start DOCUMENT SEGMENT
Tagged as: Dating, Friends, Troubled relationships, Trust issues<< Previous question   Next question >>
Question - (23 September 2012) 2 Answers - (Newest, 23 September 2012)
A female United States age 36-40, *tlasshrug writes:

What is there to do in this situation?

My boyfriend is a hopeless flirt and the life of the party. I find it incredibly uncomfortable being in public with him. What on earth can I do?

At parties, he engages everyone, except me. He has said that he thinks of us as a team and has a hard time addressing me directly because he doesn't want others to feel left out by our exclusiveness. Not that that would even be a legitimate concern. But it is hard for me to get in the conversation when he is dominating and talking over me. I'm not a wallflower at all, when he is not around I have a great time. But that makes me so sad, I want to have a great time WITH him. And I want people to see that we have a good relationship and that we care for each other. I try not to care what others think of me, but I find his actions towards me in public to be neglectful, disrespectful and frankly embarrassing. I feel so boxed out.

Usually at gatherings, I end up just going off on my own and having a good time. I don't see him until the end of the night. Even at my own birthday party, he was schmoozing with everyone else, I didn't even see him.
end DOCUMENT SEGMENT
start RECORD EXTRACTS
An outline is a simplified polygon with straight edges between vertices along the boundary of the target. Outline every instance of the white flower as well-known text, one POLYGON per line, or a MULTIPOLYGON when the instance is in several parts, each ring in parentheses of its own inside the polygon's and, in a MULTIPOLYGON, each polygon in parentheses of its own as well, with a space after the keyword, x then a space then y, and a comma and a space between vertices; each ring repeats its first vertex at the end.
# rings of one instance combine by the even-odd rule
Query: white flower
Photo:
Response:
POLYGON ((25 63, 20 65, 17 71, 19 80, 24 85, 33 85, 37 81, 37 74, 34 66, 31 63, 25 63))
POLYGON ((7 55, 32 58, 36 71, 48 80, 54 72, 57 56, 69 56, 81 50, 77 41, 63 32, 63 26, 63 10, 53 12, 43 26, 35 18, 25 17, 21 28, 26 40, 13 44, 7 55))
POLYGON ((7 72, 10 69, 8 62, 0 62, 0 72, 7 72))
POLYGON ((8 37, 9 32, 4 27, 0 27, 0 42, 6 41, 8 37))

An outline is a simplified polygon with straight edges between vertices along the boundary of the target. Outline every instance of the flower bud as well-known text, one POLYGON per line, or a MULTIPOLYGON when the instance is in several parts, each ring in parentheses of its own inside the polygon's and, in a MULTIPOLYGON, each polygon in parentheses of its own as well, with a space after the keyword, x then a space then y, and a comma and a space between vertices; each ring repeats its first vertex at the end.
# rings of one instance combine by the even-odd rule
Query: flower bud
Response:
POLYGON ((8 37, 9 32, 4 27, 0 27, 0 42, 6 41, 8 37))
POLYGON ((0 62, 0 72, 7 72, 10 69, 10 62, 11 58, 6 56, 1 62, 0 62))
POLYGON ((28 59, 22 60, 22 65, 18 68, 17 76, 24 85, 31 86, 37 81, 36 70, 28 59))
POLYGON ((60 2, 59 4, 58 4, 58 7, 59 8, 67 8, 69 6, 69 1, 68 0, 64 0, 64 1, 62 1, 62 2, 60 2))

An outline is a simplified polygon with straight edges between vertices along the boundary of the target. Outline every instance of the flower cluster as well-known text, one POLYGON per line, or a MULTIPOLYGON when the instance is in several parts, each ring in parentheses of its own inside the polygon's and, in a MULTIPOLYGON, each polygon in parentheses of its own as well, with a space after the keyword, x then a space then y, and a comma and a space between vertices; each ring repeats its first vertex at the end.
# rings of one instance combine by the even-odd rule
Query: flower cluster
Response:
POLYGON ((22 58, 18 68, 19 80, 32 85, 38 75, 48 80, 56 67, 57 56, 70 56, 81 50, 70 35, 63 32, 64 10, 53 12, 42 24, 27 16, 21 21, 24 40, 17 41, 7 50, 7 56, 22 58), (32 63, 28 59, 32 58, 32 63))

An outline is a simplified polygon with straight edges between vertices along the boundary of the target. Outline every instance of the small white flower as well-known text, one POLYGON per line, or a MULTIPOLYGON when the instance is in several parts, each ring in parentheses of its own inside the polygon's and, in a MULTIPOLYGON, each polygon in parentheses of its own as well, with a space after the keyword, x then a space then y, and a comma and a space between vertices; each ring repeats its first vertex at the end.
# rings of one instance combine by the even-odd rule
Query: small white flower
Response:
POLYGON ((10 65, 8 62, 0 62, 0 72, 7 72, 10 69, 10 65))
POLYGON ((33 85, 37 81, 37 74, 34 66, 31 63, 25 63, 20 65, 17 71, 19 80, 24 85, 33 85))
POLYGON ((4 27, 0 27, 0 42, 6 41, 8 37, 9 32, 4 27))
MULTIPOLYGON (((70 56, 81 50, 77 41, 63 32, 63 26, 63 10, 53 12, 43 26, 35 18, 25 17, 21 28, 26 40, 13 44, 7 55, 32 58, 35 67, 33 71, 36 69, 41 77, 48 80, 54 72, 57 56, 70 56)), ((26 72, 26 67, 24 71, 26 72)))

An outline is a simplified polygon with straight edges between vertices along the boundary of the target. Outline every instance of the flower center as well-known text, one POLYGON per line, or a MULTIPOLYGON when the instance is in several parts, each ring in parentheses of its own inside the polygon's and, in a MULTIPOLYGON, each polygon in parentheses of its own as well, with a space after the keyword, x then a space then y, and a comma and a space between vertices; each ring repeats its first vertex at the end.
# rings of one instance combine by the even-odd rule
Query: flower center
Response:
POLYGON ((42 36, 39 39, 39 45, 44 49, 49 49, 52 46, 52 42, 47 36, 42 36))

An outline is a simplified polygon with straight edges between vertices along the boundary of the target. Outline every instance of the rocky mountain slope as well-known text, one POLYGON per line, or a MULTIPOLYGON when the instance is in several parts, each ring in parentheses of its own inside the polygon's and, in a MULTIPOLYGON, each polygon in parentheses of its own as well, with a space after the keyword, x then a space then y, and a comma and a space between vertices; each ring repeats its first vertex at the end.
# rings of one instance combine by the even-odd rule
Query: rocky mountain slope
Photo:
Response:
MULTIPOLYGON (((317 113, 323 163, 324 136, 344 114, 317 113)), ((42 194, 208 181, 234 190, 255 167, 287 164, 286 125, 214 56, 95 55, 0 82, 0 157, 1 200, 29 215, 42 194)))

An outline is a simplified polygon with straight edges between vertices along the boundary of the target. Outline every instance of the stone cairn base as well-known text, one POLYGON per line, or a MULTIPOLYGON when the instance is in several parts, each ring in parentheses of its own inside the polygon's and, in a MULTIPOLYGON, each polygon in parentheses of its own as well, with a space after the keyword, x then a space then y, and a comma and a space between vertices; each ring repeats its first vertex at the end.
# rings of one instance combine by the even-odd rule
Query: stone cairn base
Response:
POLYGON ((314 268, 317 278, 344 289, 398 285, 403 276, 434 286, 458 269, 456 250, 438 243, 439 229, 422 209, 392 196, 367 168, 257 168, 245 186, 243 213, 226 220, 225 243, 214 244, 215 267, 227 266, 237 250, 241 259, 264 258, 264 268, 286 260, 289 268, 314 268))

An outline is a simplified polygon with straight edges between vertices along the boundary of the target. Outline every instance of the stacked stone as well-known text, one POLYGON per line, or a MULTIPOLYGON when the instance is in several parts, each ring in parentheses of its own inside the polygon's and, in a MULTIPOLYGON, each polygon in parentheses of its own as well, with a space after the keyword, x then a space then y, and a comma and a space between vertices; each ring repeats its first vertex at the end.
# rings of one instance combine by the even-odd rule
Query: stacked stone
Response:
end RECORD EXTRACTS
* STATED TASK 1:
Could you retype the stretch of the dating advice post from "My boyfriend is" through "so boxed out."?
* STATED TASK 2:
In the dating advice post, at which gathering does the writer say she didn't even see her boyfriend?
* STATED TASK 3:
Would you carry on the dating advice post from where it stops?

* FINAL ANSWER 1:
My boyfriend is a hopeless flirt and the life of the party. I find it incredibly uncomfortable being in public with him. What on earth can I do?

At parties, he engages everyone, except me. He has said that he thinks of us as a team and has a hard time addressing me directly because he doesn't want others to feel left out by our exclusiveness. Not that that would even be a legitimate concern. But it is hard for me to get in the conversation when he is dominating and talking over me. I'm not a wallflower at all, when he is not around I have a great time. But that makes me so sad, I want to have a great time WITH him. And I want people to see that we have a good relationship and that we care for each other. I try not to care what others think of me, but I find his actions towards me in public to be neglectful, disrespectful and frankly embarrassing. I feel so boxed out.

* FINAL ANSWER 2:
Her own birthday party.

* FINAL ANSWER 3:
He has a need to make sure women are having a good time and are taken care of. He makes sure they have drinks and walks them all out and goes to weird extremes to make sure they have everything they could want. He babies them. I end up feeling very neglected, and awkward that my boyfriend is doing all of these things for other women. He jokes with them about their idiosyncrasies, they are often flattered. I had to even end one friendship because she got so smitten with him, it was embarrassing.

He is a good person and we have been together for five years, mostly happy times when we are alone. I have no reason to think that he would cheat. We've talked about how his behavior makes me feel and appears to others (his friends have noticed it). He says he tries really hard no to be too engaging with women, but he feels obligated to make sure everyone is having a good time. But it has become really frustrating and has created a lot of distance between us.

I try not to talk about it with anyone, because I don't want to compromise the relationship, so I appreciate you all reading this. I'm afraid these are things that cannot be changed and essentially I must continue to be completely separate from him in public or officially separate from him in public. All I wanted was a little TLC... Am I missing somehting?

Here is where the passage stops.